====== Texto do documento ======

Entre o público que frequenta o Ouro Verde, a tônica é sempre a mesma: uma programação que foge do chamado “circuitão”. Filmografias europeias, asiáticas e africanas atraem os londrinenses que buscam experiências diferentes.

A professora aposentada Maria Angélica de Oliveira Camargo Brunetto, 62, frequenta o cinema há pelo menos 40 anos, quando mudou para Londrina. Passou por peças de teatro, festivais de dança, e agora busca contemplar a telona.

“É uma boa opção, principalmente pela programação diferenciada. É muito interessante essa ideia de manter os cinema de rua ativos”, diz.

Ela lembra que assistiu ao filme “Entre Rosas”. “Eu estava sozinha [na sessão] e fiquei muito feliz que mesmo assim o filme passou. Achei muito lindo, me marcou bastante”.

Outro frequentador do cinema do calçadão é o professor Helvio Kenji Miyazawa, 63. Enquanto estava ativo, Helvio acompanhava as sessões do antigo Cine Com-Tour, cujas atividades migraram para o Ouro Verde.

“É outro cinema, é mais alternativo, não fica no circuito comercial normal. Tem umas coisas que você não vê em outros cinemas e vê aqui. Eu gosto de tudo, mas a gente precisa de outras coisas também”, diz o professor, ressaltando que se interessa pela filmografia europeia, que apresenta problemas do dia a dia. “Para mim, aqui é o lugar. Eu venho sempre”.

Em comum com Helvio e Maria Angélica, Aloísio Cavalcante, 41, e Leila Vilhena, 43, têm, além do ingresso para assistir “Contratempos”, a paixão por um espaço alternativo. “Eu acho que é a programação [o que mais a atrai]. Porque tem uns filmes que só passam aqui, os outros são muito blockbusters. Foge do circuito comercial”, diz Leila.

====== Listagem de dados ======

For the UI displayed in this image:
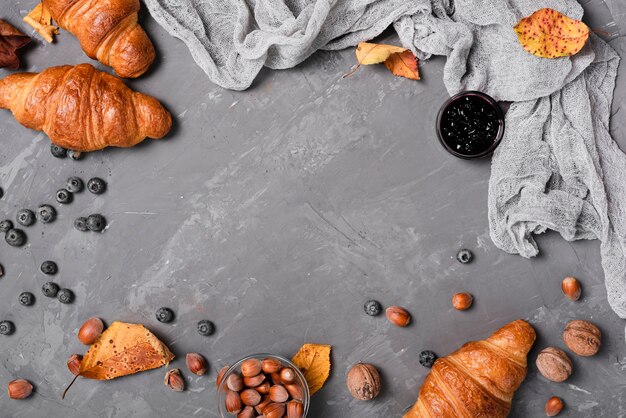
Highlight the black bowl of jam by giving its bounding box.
[437,91,504,159]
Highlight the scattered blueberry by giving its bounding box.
[4,229,26,247]
[364,300,383,316]
[50,144,67,158]
[0,321,15,335]
[0,219,13,233]
[40,260,59,276]
[420,350,438,369]
[37,205,57,224]
[20,292,35,306]
[456,249,474,264]
[198,319,215,337]
[65,177,85,193]
[41,282,59,298]
[57,289,74,303]
[87,213,107,232]
[156,308,174,323]
[15,209,35,226]
[74,216,89,232]
[87,177,107,194]
[67,149,83,161]
[57,189,73,204]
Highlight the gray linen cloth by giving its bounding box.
[146,0,626,318]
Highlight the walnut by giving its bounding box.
[563,320,602,357]
[537,347,572,382]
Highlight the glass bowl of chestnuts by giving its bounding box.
[217,354,310,418]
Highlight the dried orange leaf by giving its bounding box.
[356,42,407,65]
[385,50,420,80]
[292,344,331,395]
[515,9,589,58]
[24,3,59,43]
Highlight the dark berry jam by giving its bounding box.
[438,92,504,158]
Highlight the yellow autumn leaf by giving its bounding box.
[291,344,331,395]
[515,9,589,58]
[24,3,59,43]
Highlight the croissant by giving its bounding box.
[0,64,172,151]
[43,0,155,78]
[404,320,536,418]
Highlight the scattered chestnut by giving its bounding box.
[78,317,104,345]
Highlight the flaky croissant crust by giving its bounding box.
[404,320,536,418]
[0,64,172,151]
[43,0,155,78]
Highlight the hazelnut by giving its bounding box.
[386,306,411,327]
[287,401,304,418]
[185,353,207,376]
[452,292,474,311]
[254,380,270,395]
[270,385,289,403]
[78,317,104,345]
[241,358,262,377]
[243,374,265,388]
[561,276,582,300]
[263,402,285,418]
[67,354,83,376]
[226,390,243,415]
[280,367,296,383]
[226,373,243,392]
[261,358,283,374]
[239,389,261,406]
[537,347,572,382]
[563,320,602,357]
[164,369,185,392]
[346,363,381,401]
[237,406,256,418]
[215,366,230,389]
[285,384,304,402]
[8,379,33,399]
[546,396,563,417]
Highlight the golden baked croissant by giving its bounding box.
[0,64,172,151]
[404,320,536,418]
[43,0,155,78]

======

Objetivo da tarefa:
Escreva a continuação do texto sobre o público do cinema Ouro Verde, a partir da última frase apresentada. O material não precisa ser consultado.

Resposta ao problema:
Aloísio lembra que assistiu, no ano passado, o documentário “Ennio, O Maestro”, que conta a história do compositor, arranjador e maestro italiano Ennio Morricone. “Foi fantástico”, diz. Para ele, além da atração pelo espaço cultural histórico, há um charme em frequentar o Centro de Londrina.

“Eu acho que [o cinema de rua] é uma das poucas coisas que acontecem no Centro da Cidade, à noite, e é um lugar muito legal, as vias não passam carros. Tinha tudo para ser uma região mais noturna, mais boêmia. O pouquinho que tem é o Ouro Verde e a gente aproveita”, completa.

Apesar de manter um público fiel, que compartilha o interesse por filmes que fogem do enlatado norte-americano, o Ouro Verde ainda tem uma taxa de ocupação pequena. Depende muito do longa-metragem exibido, do dia da sessão, da previsão do tempo e de outros fatores.

Um novo Villa Rica

A inauguração do Espaço Villa Rica ocorreu em 2022, após ficar 21 anos fechado. Remodelado e com uma proposta cultural mais ampla, o local resgata o tradicional Cine Vila Rica e se coloca - também - como um dos cinemas de rua de Londrina.

Rodrigo Fagundes, gestor do Vila Rica, explica que a ideia da revitalização foi manter o espaço, que tem importância cultural para a cidade. “Quem conheceu, gosta muito do espaço, tem um carinho muito grande, foi um point da cidade nos anos 1980, 1990 até o começo da década de 2000. A ideia nossa foi lembrar disso, para não se perder. Eu acho que, em Londrina, a gente perde um pouco da nossa história, até por ser uma cidade jovem”, diz.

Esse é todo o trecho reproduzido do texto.